> _Brief_
Leave out the pictures and copy each record below exactly.

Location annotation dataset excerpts
____________________
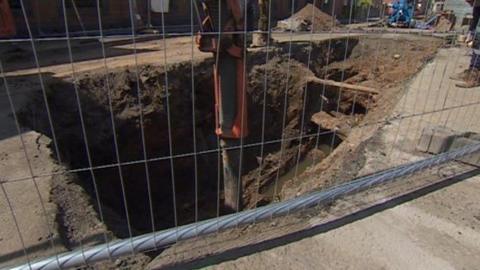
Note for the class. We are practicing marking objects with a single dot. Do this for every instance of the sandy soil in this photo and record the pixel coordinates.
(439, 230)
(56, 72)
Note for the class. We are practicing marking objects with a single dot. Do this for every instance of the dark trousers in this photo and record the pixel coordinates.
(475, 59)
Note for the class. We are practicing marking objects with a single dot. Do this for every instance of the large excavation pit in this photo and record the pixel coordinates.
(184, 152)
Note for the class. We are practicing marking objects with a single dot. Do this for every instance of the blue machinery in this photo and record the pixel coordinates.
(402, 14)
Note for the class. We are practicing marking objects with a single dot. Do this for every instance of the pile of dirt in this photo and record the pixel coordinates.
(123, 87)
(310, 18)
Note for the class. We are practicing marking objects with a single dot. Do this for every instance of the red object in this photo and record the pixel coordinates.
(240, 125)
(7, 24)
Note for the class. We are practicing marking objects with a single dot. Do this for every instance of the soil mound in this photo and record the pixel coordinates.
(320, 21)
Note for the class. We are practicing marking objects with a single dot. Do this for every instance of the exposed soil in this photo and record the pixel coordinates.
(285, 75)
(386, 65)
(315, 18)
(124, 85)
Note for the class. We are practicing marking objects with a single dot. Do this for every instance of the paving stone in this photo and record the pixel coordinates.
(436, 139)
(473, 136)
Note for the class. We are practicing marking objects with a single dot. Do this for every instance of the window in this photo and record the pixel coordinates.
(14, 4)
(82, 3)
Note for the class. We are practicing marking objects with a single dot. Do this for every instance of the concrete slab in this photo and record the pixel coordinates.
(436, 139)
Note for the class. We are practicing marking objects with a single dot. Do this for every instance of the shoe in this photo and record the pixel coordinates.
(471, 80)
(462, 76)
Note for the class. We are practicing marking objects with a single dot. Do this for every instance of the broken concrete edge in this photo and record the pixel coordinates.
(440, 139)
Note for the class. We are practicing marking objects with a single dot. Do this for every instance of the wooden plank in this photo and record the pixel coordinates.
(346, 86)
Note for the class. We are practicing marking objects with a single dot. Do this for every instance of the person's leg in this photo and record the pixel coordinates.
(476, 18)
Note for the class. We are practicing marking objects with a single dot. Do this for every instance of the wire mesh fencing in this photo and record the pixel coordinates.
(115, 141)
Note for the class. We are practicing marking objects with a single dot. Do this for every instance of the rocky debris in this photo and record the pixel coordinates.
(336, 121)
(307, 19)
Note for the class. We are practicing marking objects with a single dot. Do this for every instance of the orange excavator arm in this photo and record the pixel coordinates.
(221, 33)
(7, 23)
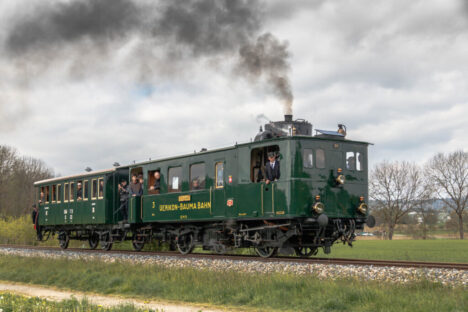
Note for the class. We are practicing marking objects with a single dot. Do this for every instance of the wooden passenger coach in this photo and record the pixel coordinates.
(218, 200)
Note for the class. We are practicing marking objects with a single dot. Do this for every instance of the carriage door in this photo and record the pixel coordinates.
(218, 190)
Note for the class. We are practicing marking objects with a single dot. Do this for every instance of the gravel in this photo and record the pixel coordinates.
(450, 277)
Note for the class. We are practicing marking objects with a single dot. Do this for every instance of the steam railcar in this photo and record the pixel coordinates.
____________________
> _Written response_
Note for the class. We are practicing marking objects with a single dot. Do this for every instance of the sandy soil in this photo and record the pixel coordinates.
(439, 230)
(56, 72)
Note for the class. We are practicing marking objects with a single dot. Do this for every instance of the dark trousers in this photo and record the pixel coordinates.
(475, 59)
Note for the class. We are practicing marking objects with a single dot. Do this for every instance of the large excavation pit in this photo and record the pixel coordinates.
(184, 152)
Note for the class. We are practicing marking objects with a single dot. Do this for every instance of the blue machinery in this photo and record the pixel coordinates.
(402, 14)
Note for the class. We are practicing marking objects with a single dot. Do this for every instance of the pile of dirt in this photo and record the pixel coordinates.
(123, 87)
(310, 18)
Note for the class. We are practicing marking objects with a single dot. Do this for every instance of the red object in this photo and record the pixel coordinates.
(240, 125)
(7, 24)
Note for the class. We are practicing marking objects with a single dot. Do this for every instance of the soil mound in this photo and record the pixel coordinates.
(320, 21)
Note for the class. We are practicing marking objects with a single dot. Do this for every instance of the exposed soil in this photo and record the pixel coordinates.
(285, 75)
(386, 65)
(315, 18)
(124, 85)
Note for the class. We are practicing marking objects with a single dot. Do this for every instance of the paving stone in this photo and record the pixel coordinates.
(436, 139)
(473, 136)
Note for the class. We are practicing marking objects with a single dot. Do this for every instance of the window in this photo and record the pixel coordinates.
(14, 4)
(82, 3)
Note for the class. We are practicing marking objects with a single dot. Do this for every instance of the concrete slab in this photo and record the pixel coordinates.
(436, 139)
Note for the class. We are practicing marking objects with a single dot. Do this for every instance of the shoe in this photo and record the pixel coordinates.
(471, 80)
(462, 76)
Note for the class. We are practicing marking objects with a single dot. Do this for every instance of the broken concrete edge in this photo and record the pixel coordinates.
(440, 139)
Note for the class. We are practicing marking objects with a single dot. Do this for every instance of the wooden plank in this photo and record the pixel coordinates.
(346, 86)
Note for the class. We are practicing marking objects with a single dot. Do this for every instance of the person's leg in this photo and record the pixel coordinates.
(476, 18)
Note for the class. We are practicing marking objects with a single dot. Do this for every instance of the wire mesh fencing in this photo and record the pixel coordinates.
(115, 141)
Note for the class. We are practicing marking objects with a single dot. Do this for every instance of the rocky debris in this photo and record the pixel coordinates.
(336, 121)
(307, 19)
Note for the class. We are practicing marking objects with a single dot. Do this for every instance of the orange excavator arm in this photo and record the pixel coordinates.
(221, 33)
(7, 23)
Note for the class. We are practicing marking objects with a single dot. Do this for every instance of the wooden passenger coach in this photo and record the pixel coordinates.
(218, 200)
Note for the class. We are practicing marking objects with a single dot. Do this for every instance of the carriage door in this photo and record the pixel coordinates.
(218, 190)
Note for the class. We are practicing marking objects with a single dot. Do this for every instance of the gravel in this photo and record the pixel coordinates.
(450, 277)
Note for the class. We are practicing marking objects with a single dot. Do this for every instance of the steam railcar in this photo and record the pixel coordinates.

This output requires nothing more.